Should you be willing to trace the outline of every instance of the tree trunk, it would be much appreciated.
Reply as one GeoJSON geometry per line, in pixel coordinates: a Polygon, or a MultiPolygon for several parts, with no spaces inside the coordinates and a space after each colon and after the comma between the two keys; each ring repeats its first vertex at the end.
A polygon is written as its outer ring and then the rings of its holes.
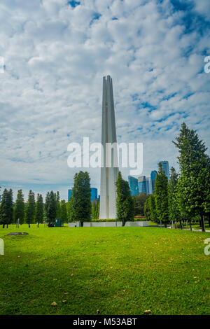
{"type": "Polygon", "coordinates": [[[203,214],[201,215],[201,223],[202,223],[202,232],[206,232],[204,216],[203,214]]]}

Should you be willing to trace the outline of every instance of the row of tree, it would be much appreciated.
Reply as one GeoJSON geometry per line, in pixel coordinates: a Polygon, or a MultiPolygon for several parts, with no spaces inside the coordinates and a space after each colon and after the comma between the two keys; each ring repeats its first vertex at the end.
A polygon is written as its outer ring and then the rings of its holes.
{"type": "Polygon", "coordinates": [[[6,188],[4,190],[0,206],[0,224],[8,225],[13,223],[30,225],[37,223],[54,222],[55,218],[61,218],[63,222],[68,221],[67,207],[65,200],[59,201],[59,192],[48,192],[46,202],[41,194],[37,194],[36,201],[35,195],[29,191],[27,203],[24,202],[22,190],[19,190],[17,199],[13,204],[13,190],[6,188]]]}
{"type": "Polygon", "coordinates": [[[210,159],[204,143],[195,130],[183,123],[176,141],[178,150],[180,173],[171,169],[170,180],[163,172],[161,163],[155,184],[154,195],[150,195],[144,204],[145,216],[154,222],[188,220],[192,230],[192,220],[200,216],[202,231],[204,219],[210,226],[210,159]]]}

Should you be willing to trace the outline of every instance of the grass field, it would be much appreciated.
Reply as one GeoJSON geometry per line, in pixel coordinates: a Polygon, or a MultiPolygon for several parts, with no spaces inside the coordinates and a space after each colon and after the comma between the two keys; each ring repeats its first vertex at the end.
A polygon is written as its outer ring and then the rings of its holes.
{"type": "Polygon", "coordinates": [[[1,227],[1,314],[210,314],[208,233],[1,227]],[[29,235],[6,236],[18,230],[29,235]]]}

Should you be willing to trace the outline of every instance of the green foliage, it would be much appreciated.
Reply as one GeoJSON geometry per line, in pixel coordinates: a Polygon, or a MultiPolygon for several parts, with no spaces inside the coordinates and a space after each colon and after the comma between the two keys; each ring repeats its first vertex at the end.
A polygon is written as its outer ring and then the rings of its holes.
{"type": "Polygon", "coordinates": [[[92,218],[93,219],[97,219],[99,217],[99,200],[96,200],[96,202],[92,202],[92,218]]]}
{"type": "Polygon", "coordinates": [[[210,211],[210,160],[204,143],[195,130],[183,123],[174,141],[178,149],[181,176],[177,187],[177,200],[181,212],[188,218],[200,214],[202,230],[204,215],[210,211]]]}
{"type": "Polygon", "coordinates": [[[37,195],[36,204],[36,221],[39,224],[43,221],[44,215],[44,205],[41,194],[37,195]]]}
{"type": "Polygon", "coordinates": [[[80,172],[74,176],[72,188],[74,220],[82,223],[91,220],[91,191],[88,172],[80,172]]]}
{"type": "Polygon", "coordinates": [[[50,218],[48,216],[48,208],[50,204],[50,192],[48,192],[46,197],[46,203],[45,203],[45,219],[47,221],[49,221],[50,218]]]}
{"type": "Polygon", "coordinates": [[[67,218],[69,222],[73,222],[76,216],[74,215],[73,198],[72,196],[66,203],[67,218]]]}
{"type": "Polygon", "coordinates": [[[61,200],[60,202],[60,218],[62,220],[62,223],[68,223],[66,204],[65,200],[61,200]]]}
{"type": "Polygon", "coordinates": [[[17,222],[19,219],[20,224],[23,224],[24,220],[24,203],[22,190],[18,191],[14,213],[15,221],[17,222]]]}
{"type": "Polygon", "coordinates": [[[147,198],[144,202],[144,215],[147,220],[151,220],[151,209],[149,198],[147,198]]]}
{"type": "Polygon", "coordinates": [[[30,227],[30,224],[34,223],[35,211],[35,195],[34,192],[30,190],[29,193],[28,202],[26,206],[26,222],[27,223],[27,224],[29,224],[29,227],[30,227]]]}
{"type": "Polygon", "coordinates": [[[168,184],[168,196],[169,219],[173,222],[176,222],[181,219],[178,202],[177,200],[178,178],[178,174],[176,172],[174,167],[172,167],[171,168],[170,180],[168,184]]]}
{"type": "Polygon", "coordinates": [[[139,195],[132,196],[134,200],[134,216],[144,216],[144,204],[146,200],[148,198],[148,195],[146,193],[139,193],[139,195]]]}
{"type": "Polygon", "coordinates": [[[122,178],[120,172],[118,173],[116,181],[117,187],[117,218],[122,221],[122,226],[128,220],[134,220],[134,202],[130,195],[130,187],[127,181],[122,178]]]}
{"type": "Polygon", "coordinates": [[[55,222],[57,209],[56,195],[53,191],[51,191],[49,195],[48,207],[47,209],[47,218],[50,223],[55,222]]]}
{"type": "Polygon", "coordinates": [[[0,208],[0,224],[3,227],[13,222],[13,190],[10,188],[9,190],[5,188],[4,190],[1,208],[0,208]]]}
{"type": "Polygon", "coordinates": [[[57,191],[56,195],[56,218],[61,218],[61,209],[60,209],[60,203],[59,203],[59,191],[57,191]]]}
{"type": "Polygon", "coordinates": [[[1,315],[209,314],[209,233],[24,224],[0,237],[1,315]]]}
{"type": "Polygon", "coordinates": [[[158,215],[155,206],[155,199],[153,195],[149,196],[149,206],[150,209],[150,217],[152,222],[158,223],[158,215]]]}
{"type": "Polygon", "coordinates": [[[158,172],[155,183],[155,198],[158,219],[164,223],[166,227],[169,222],[168,178],[160,162],[158,164],[158,172]]]}

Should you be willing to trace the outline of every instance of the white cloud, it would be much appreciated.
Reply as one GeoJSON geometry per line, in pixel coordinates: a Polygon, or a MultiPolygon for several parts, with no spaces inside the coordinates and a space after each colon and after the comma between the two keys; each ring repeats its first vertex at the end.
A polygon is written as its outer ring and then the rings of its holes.
{"type": "MultiPolygon", "coordinates": [[[[194,0],[192,8],[203,24],[207,3],[194,0]]],[[[118,141],[144,143],[144,174],[161,160],[177,168],[172,140],[183,120],[209,146],[203,67],[210,32],[197,24],[188,30],[185,15],[169,0],[82,1],[76,8],[64,0],[2,0],[0,179],[43,192],[57,185],[66,198],[76,172],[67,167],[67,145],[83,136],[100,141],[107,74],[118,141]]],[[[99,188],[99,170],[90,172],[99,188]]]]}

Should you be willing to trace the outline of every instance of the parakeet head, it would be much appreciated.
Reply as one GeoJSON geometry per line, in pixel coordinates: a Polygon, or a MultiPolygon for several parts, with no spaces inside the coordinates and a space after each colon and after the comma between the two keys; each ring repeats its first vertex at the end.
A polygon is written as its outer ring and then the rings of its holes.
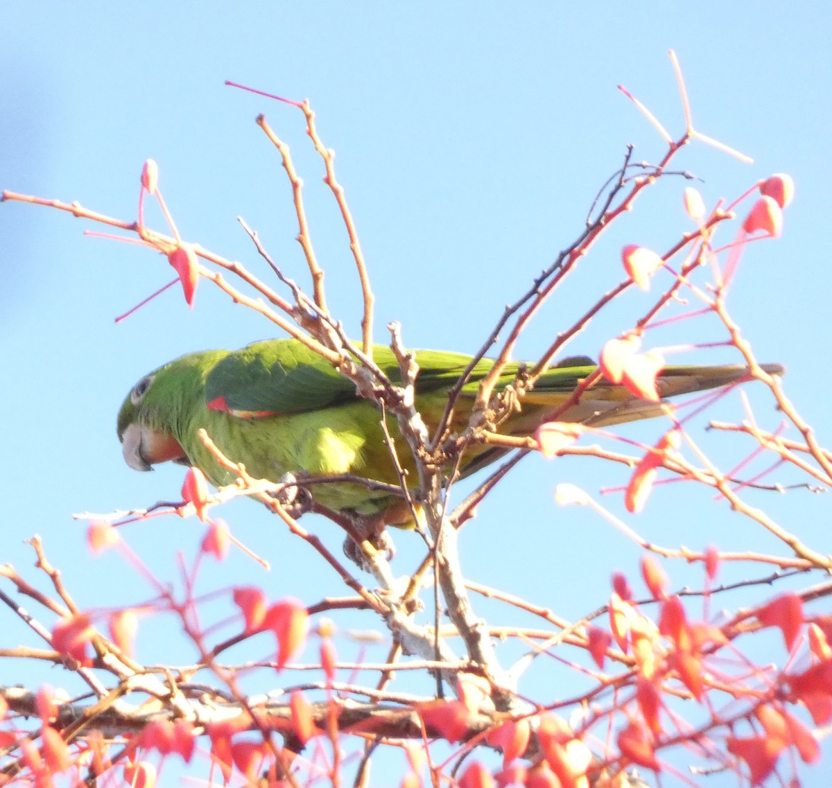
{"type": "Polygon", "coordinates": [[[172,460],[191,465],[182,448],[182,431],[195,411],[205,406],[201,396],[207,371],[225,351],[191,353],[146,375],[126,397],[118,413],[117,431],[124,461],[135,470],[172,460]]]}

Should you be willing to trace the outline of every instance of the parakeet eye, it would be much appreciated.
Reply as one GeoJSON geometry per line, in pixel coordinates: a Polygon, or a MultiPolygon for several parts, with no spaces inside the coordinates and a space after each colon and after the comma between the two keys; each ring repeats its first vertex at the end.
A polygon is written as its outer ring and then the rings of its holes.
{"type": "Polygon", "coordinates": [[[146,377],[142,377],[141,381],[138,382],[134,387],[133,390],[130,392],[130,401],[133,405],[138,405],[141,401],[142,397],[147,393],[147,389],[151,387],[151,383],[153,382],[153,376],[148,375],[146,377]]]}

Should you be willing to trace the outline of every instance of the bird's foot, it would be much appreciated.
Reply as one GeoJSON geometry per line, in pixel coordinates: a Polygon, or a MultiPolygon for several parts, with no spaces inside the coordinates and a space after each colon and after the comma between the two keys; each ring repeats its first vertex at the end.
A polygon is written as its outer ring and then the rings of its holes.
{"type": "MultiPolygon", "coordinates": [[[[360,531],[359,529],[356,529],[360,531]]],[[[385,560],[392,560],[396,554],[396,546],[393,544],[393,539],[386,529],[361,534],[361,535],[364,536],[364,541],[369,543],[374,550],[383,554],[385,560]]],[[[368,567],[369,556],[366,551],[362,547],[361,543],[355,541],[351,536],[348,536],[344,540],[344,554],[365,572],[369,571],[368,567]]]]}
{"type": "Polygon", "coordinates": [[[300,485],[300,481],[295,474],[285,473],[278,483],[283,485],[283,489],[270,495],[280,502],[290,517],[298,520],[312,510],[312,493],[300,485]]]}

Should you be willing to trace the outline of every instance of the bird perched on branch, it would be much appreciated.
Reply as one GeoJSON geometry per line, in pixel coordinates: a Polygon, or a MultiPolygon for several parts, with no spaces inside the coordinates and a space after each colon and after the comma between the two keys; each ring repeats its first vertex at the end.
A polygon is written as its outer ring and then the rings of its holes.
{"type": "MultiPolygon", "coordinates": [[[[401,380],[390,348],[376,346],[374,361],[394,383],[401,380]]],[[[472,361],[470,356],[433,350],[415,351],[419,367],[415,405],[428,431],[438,424],[448,393],[472,361]]],[[[480,382],[493,366],[483,359],[462,386],[449,423],[452,431],[468,424],[480,382]]],[[[524,365],[509,363],[495,392],[516,379],[524,365]]],[[[579,382],[596,372],[592,359],[566,359],[545,372],[499,426],[503,435],[531,436],[572,396],[579,382]]],[[[775,365],[765,367],[780,374],[775,365]]],[[[656,378],[662,397],[726,386],[748,375],[742,366],[667,367],[656,378]]],[[[557,418],[603,426],[651,418],[663,412],[661,402],[634,396],[624,386],[601,378],[580,401],[557,418]]],[[[255,478],[277,482],[286,474],[299,480],[352,475],[398,485],[399,476],[381,426],[379,408],[356,393],[354,383],[296,339],[256,342],[242,350],[190,353],[142,377],[124,401],[118,415],[118,436],[125,461],[136,470],[150,470],[173,460],[200,468],[217,486],[231,484],[235,474],[224,468],[199,437],[204,428],[234,462],[245,464],[255,478]]],[[[410,451],[395,418],[387,428],[399,460],[409,477],[416,474],[410,451]]],[[[468,475],[506,451],[484,442],[468,445],[458,465],[468,475]]],[[[323,507],[379,525],[412,524],[400,496],[383,485],[354,481],[311,484],[314,501],[323,507]]]]}

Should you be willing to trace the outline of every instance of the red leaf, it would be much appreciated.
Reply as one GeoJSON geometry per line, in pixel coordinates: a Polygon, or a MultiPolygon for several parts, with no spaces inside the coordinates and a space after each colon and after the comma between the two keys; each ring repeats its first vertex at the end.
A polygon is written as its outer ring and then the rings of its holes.
{"type": "Polygon", "coordinates": [[[646,353],[636,353],[626,361],[622,382],[635,396],[650,402],[658,402],[661,397],[656,388],[656,378],[664,367],[664,358],[654,350],[646,353]]]}
{"type": "Polygon", "coordinates": [[[709,544],[705,550],[705,574],[709,580],[716,578],[720,569],[720,551],[716,544],[709,544]]]}
{"type": "Polygon", "coordinates": [[[493,728],[487,737],[488,744],[503,751],[503,768],[505,769],[515,758],[519,758],[528,746],[532,726],[525,717],[509,720],[493,728]]]}
{"type": "Polygon", "coordinates": [[[494,778],[483,764],[475,761],[459,778],[459,788],[494,788],[494,778]]]}
{"type": "Polygon", "coordinates": [[[636,701],[647,727],[654,736],[658,736],[661,732],[661,722],[659,720],[659,712],[663,705],[661,693],[652,682],[640,678],[636,687],[636,701]]]}
{"type": "Polygon", "coordinates": [[[399,788],[422,788],[422,778],[415,771],[409,771],[402,777],[399,788]]]}
{"type": "Polygon", "coordinates": [[[726,740],[728,751],[748,764],[751,773],[751,785],[759,786],[777,765],[777,756],[782,747],[778,742],[770,741],[766,736],[737,739],[730,736],[726,740]]]}
{"type": "Polygon", "coordinates": [[[141,746],[153,749],[162,756],[176,754],[190,763],[196,740],[194,726],[188,720],[156,720],[145,726],[141,736],[141,746]]]}
{"type": "Polygon", "coordinates": [[[179,274],[186,303],[193,309],[196,284],[200,280],[200,263],[194,248],[190,244],[177,246],[168,254],[167,260],[179,274]]]}
{"type": "Polygon", "coordinates": [[[306,700],[306,696],[300,690],[295,690],[290,697],[289,707],[292,712],[295,735],[301,744],[305,744],[318,733],[312,714],[312,704],[306,700]]]}
{"type": "Polygon", "coordinates": [[[133,653],[133,638],[139,629],[139,619],[132,610],[117,610],[110,616],[110,637],[122,653],[133,653]]]}
{"type": "Polygon", "coordinates": [[[612,590],[625,602],[632,602],[632,589],[623,572],[612,573],[612,590]]]}
{"type": "Polygon", "coordinates": [[[335,665],[338,662],[338,653],[335,646],[329,638],[321,641],[320,667],[324,668],[326,681],[331,684],[335,680],[335,665]]]}
{"type": "Polygon", "coordinates": [[[705,201],[702,195],[692,186],[687,186],[682,195],[682,204],[687,215],[695,222],[701,222],[705,219],[705,201]]]}
{"type": "Polygon", "coordinates": [[[206,521],[206,504],[208,502],[208,480],[199,468],[188,468],[182,483],[182,500],[194,505],[196,516],[206,521]]]}
{"type": "Polygon", "coordinates": [[[56,772],[68,769],[72,760],[69,756],[69,747],[63,741],[63,736],[53,727],[45,725],[41,729],[41,739],[43,741],[41,749],[49,771],[56,772]]]}
{"type": "Polygon", "coordinates": [[[57,717],[55,691],[48,684],[42,684],[35,696],[35,708],[44,724],[48,725],[57,717]]]}
{"type": "Polygon", "coordinates": [[[612,643],[612,636],[606,629],[590,626],[587,632],[587,639],[589,641],[589,653],[595,664],[602,670],[607,658],[607,649],[612,643]]]}
{"type": "Polygon", "coordinates": [[[795,197],[795,181],[791,175],[778,172],[760,182],[760,193],[770,197],[780,208],[785,208],[795,197]]]}
{"type": "Polygon", "coordinates": [[[701,701],[705,691],[701,659],[690,652],[677,651],[674,655],[674,662],[681,682],[697,701],[701,701]]]}
{"type": "Polygon", "coordinates": [[[616,740],[618,749],[622,755],[632,763],[645,769],[651,769],[653,771],[660,771],[661,766],[656,760],[656,753],[653,746],[647,738],[647,734],[644,729],[633,721],[618,734],[616,740]]]}
{"type": "Polygon", "coordinates": [[[234,589],[234,603],[240,608],[245,619],[245,633],[260,632],[265,620],[265,597],[255,586],[245,586],[234,589]]]}
{"type": "Polygon", "coordinates": [[[773,706],[761,703],[754,711],[754,716],[760,720],[765,735],[771,741],[780,741],[785,747],[791,740],[785,718],[773,706]]]}
{"type": "Polygon", "coordinates": [[[782,594],[756,612],[764,627],[779,627],[783,633],[785,648],[791,651],[803,625],[803,603],[794,592],[782,594]]]}
{"type": "Polygon", "coordinates": [[[826,639],[826,633],[814,621],[809,625],[809,648],[818,659],[829,659],[832,657],[832,648],[826,639]]]}
{"type": "Polygon", "coordinates": [[[230,546],[228,525],[221,520],[211,520],[202,539],[201,545],[202,552],[213,555],[218,561],[222,561],[228,555],[230,546]]]}
{"type": "Polygon", "coordinates": [[[250,785],[256,785],[260,765],[265,758],[262,741],[235,741],[231,745],[231,759],[250,785]]]}
{"type": "Polygon", "coordinates": [[[552,459],[573,444],[583,434],[580,424],[568,424],[564,421],[547,421],[537,427],[534,440],[537,449],[544,457],[552,459]]]}
{"type": "Polygon", "coordinates": [[[804,763],[817,763],[820,760],[820,747],[812,731],[788,712],[783,712],[783,717],[789,728],[789,741],[797,747],[800,759],[804,763]]]}
{"type": "Polygon", "coordinates": [[[148,159],[141,168],[141,187],[155,195],[158,185],[159,165],[152,159],[148,159]]]}
{"type": "Polygon", "coordinates": [[[644,616],[636,616],[630,623],[630,648],[641,675],[652,678],[656,672],[656,624],[644,616]]]}
{"type": "Polygon", "coordinates": [[[285,599],[268,609],[264,626],[277,638],[277,668],[281,670],[306,641],[309,613],[300,602],[285,599]]]}
{"type": "Polygon", "coordinates": [[[545,714],[540,717],[537,737],[546,761],[562,788],[576,788],[586,783],[592,754],[580,739],[575,738],[569,725],[554,714],[545,714]]]}
{"type": "Polygon", "coordinates": [[[630,481],[624,490],[624,506],[631,515],[637,515],[644,509],[650,491],[656,481],[656,470],[649,463],[640,462],[630,477],[630,481]]]}
{"type": "MultiPolygon", "coordinates": [[[[802,701],[810,707],[810,712],[812,712],[809,700],[810,697],[825,697],[832,701],[832,659],[825,659],[817,665],[812,665],[802,673],[795,673],[786,677],[790,687],[789,699],[793,702],[802,701]]],[[[820,724],[814,712],[812,717],[815,722],[820,724]]]]}
{"type": "Polygon", "coordinates": [[[461,700],[468,710],[475,714],[483,701],[491,697],[491,684],[483,676],[468,671],[461,671],[457,676],[457,687],[461,700]]]}
{"type": "Polygon", "coordinates": [[[90,523],[87,529],[87,544],[90,545],[94,555],[97,555],[110,547],[115,547],[121,537],[109,523],[90,523]]]}
{"type": "Polygon", "coordinates": [[[526,788],[562,788],[557,775],[544,761],[526,773],[526,788]]]}
{"type": "Polygon", "coordinates": [[[646,292],[650,289],[650,278],[664,265],[665,261],[651,249],[630,244],[622,249],[622,262],[627,276],[646,292]]]}
{"type": "Polygon", "coordinates": [[[156,766],[146,761],[127,763],[124,767],[124,779],[131,788],[153,788],[156,775],[156,766]]]}
{"type": "Polygon", "coordinates": [[[494,776],[497,778],[497,785],[499,788],[506,788],[507,786],[527,786],[526,779],[528,776],[528,769],[522,763],[514,763],[498,771],[494,776]]]}
{"type": "Polygon", "coordinates": [[[611,383],[620,383],[624,377],[624,367],[637,352],[641,342],[634,335],[623,339],[611,339],[601,351],[601,371],[611,383]]]}
{"type": "Polygon", "coordinates": [[[68,654],[82,665],[88,665],[87,646],[96,631],[90,617],[83,613],[61,618],[52,628],[52,648],[62,654],[68,654]]]}
{"type": "Polygon", "coordinates": [[[661,605],[659,632],[666,638],[670,638],[679,651],[690,651],[693,646],[685,607],[681,603],[681,599],[676,594],[668,597],[661,605]]]}
{"type": "Polygon", "coordinates": [[[630,624],[635,618],[632,606],[614,591],[610,596],[610,631],[618,648],[626,654],[630,649],[630,624]]]}
{"type": "Polygon", "coordinates": [[[772,197],[760,197],[751,208],[742,229],[746,233],[762,230],[767,235],[776,238],[783,229],[783,212],[780,205],[772,197]]]}
{"type": "Polygon", "coordinates": [[[428,701],[415,705],[430,738],[437,736],[451,744],[468,732],[471,712],[462,701],[428,701]]]}
{"type": "Polygon", "coordinates": [[[654,599],[667,598],[665,590],[667,588],[667,575],[651,555],[645,554],[641,556],[641,577],[644,578],[645,585],[650,589],[654,599]]]}

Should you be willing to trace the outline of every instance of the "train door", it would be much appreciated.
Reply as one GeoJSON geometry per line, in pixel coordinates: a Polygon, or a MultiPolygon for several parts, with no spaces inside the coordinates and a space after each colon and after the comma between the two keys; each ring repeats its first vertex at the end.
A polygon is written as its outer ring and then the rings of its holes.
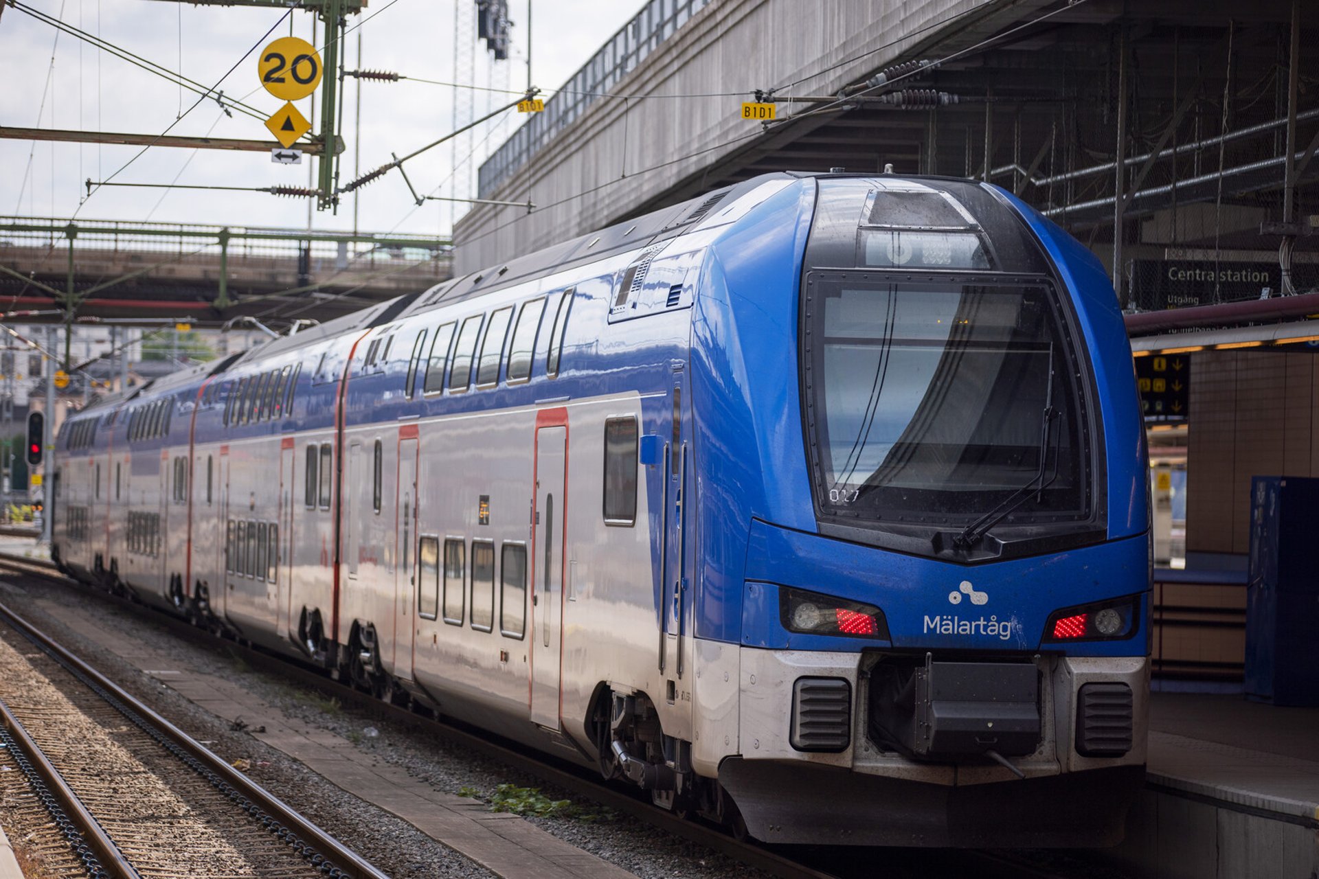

Goal:
Gather every line of the records that contains the string "outline". Case counts.

Final result:
Should you be willing to trace the outline of every instance of the tree trunk, it would be much appreciated.
Should you be willing to trace the outline of every instance of the row of tree, it would be much appreciated.
Should you be willing to trace the outline of every instance of the grass field, it would be much appreciated.
Should you be willing to trace the outline of every instance of the green foliage, it would be much appreciated.
Should you be willing to trace the outline of every instance of the white cloud, it would be much appreciated.
Should you be willing to trace the outline of every instance of the parakeet head, it would be much appreciated.
Should you be willing to trace the outline of every instance of the parakeet eye, it would be much appreciated.
Should you be willing to trace the outline of every instance of the bird's foot, it would be much appreciated.
Should you be willing to trace the outline of every instance of the bird perched on branch, it would be much appreciated.
Should you be willing to trace the outline of every instance of the red leaf, it would be much appreciated.
Should you be willing to trace the outline of every instance of the "train door", it would be much appreciated.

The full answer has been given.